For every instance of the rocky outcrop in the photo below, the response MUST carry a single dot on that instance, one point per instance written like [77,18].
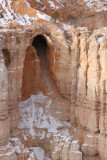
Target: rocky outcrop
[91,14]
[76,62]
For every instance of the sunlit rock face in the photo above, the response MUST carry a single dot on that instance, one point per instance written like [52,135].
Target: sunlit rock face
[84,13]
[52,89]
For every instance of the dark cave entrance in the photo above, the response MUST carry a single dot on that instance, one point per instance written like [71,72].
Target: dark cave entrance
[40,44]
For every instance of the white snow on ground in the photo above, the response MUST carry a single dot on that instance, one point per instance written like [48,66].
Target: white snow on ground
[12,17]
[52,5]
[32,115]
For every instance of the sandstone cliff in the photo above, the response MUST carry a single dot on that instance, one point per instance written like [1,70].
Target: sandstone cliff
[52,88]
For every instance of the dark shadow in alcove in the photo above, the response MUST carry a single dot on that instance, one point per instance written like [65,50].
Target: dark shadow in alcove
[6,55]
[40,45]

==

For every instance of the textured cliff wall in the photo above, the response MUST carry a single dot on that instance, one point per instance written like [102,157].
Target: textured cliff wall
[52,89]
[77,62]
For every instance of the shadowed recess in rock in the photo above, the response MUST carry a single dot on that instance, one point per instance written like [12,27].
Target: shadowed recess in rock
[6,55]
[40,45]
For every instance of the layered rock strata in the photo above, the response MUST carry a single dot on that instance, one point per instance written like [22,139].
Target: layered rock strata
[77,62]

* * *

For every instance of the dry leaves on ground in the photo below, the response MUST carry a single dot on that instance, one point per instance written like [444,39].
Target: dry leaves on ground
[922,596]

» Problem requirements: Find the word "below" in the listing above. Copy each line where it appears.

» Final answer:
For every instance of the rocky outcrop in the photo below, the response MUST carry a single dot on that instance, one point per instance written like [77,18].
For every instance of the dry leaves on ground in the photo below, the response MUST carry a single dot on that instance, one point per instance written like [444,39].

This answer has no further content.